* _Passage extrait_:
--------------------------------------------------

# Pavé tactile sous Windows 10 (Bootcamp)



## YSG (20 Février 2020)

Bonjour,
Lorsque j'utilise Windows 10 sous Bootcamp, est-il possible d'utiliser le tactile du trackpad de mon MBP? En effet pour sélectionner un dossier (par exemple) je suis obligé de cliquer avec un appui physique sur le trackpad, alors que sous MacOs le simple fait de toucher le trackpad sélectionne le dossier. Bref du vrai tactile doux, sans bruit. 
Est-il possible de faire la même chose avec Windows 10?

Merci.


----------



## sinbad21 (20 Février 2020)

YSG a dit:


> Bonjour,
> Lorsque j'utilise Windows 10 sous Bootcamp, est-il possible d'utiliser le tactile du trackpad de mon MBP? En effet pour sélectionner un dossier (par exemple) je suis obligé de cliquer avec un appui physique sur le trackpad, alors que sous MacOs le simple fait de toucher le trackpad sélectionne le dossier. Bref du vrai tactile doux, sans bruit.
> Est-il possible de faire la même chose avec Windows 10?
> 
> Merci.


Bonjour,

Ça se trouve dans le panneau de configuration Boot Camp sous Windows :


----------



## YSG (20 Février 2020)

Merci!
Je vais essayé ça dès ma prochaine cession sous Bootcamp.


----------



## B3k3ncHou (31 Janvier 2022)

merci ça marche parfaitement


----------

--------------------------------------------------

* _Données fournies_:
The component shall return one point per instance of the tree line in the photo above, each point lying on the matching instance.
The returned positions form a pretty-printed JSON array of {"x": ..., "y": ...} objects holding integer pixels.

--------------------------------------------------

* _Travail écrit_:
1. D'après le passage, pourquoi YSG demande-t-il s'il peut utiliser le tactile du trackpad sous Windows 10 ? Répondez en une à trois phrases.
2. Répondez aux questions suivantes à partir du passage.
(a) Selon sinbad21, où se trouve le réglage permettant d'utiliser le tactile ?
(b) Quand YSG compte-t-il essayer cette solution ?
(c) Quel résultat B3k3ncHou annonce-t-il, et à quelle date ?
Appuyez-vous uniquement sur le passage pour répondre.

* _Réponses écrites_:
1. Sous Windows 10, YSG doit cliquer avec un appui physique sur le trackpad pour sélectionner un dossier. Sous MacOs, il suffit de toucher le trackpad. Il veut retrouver sous Windows ce « vrai tactile doux, sans bruit ».

2.
(a) Dans le panneau de configuration Boot Camp sous Windows.
(b) Dès sa prochaine session sous Bootcamp.
(c) Il écrit que « ça marche parfaitement », le 31 janvier 2022.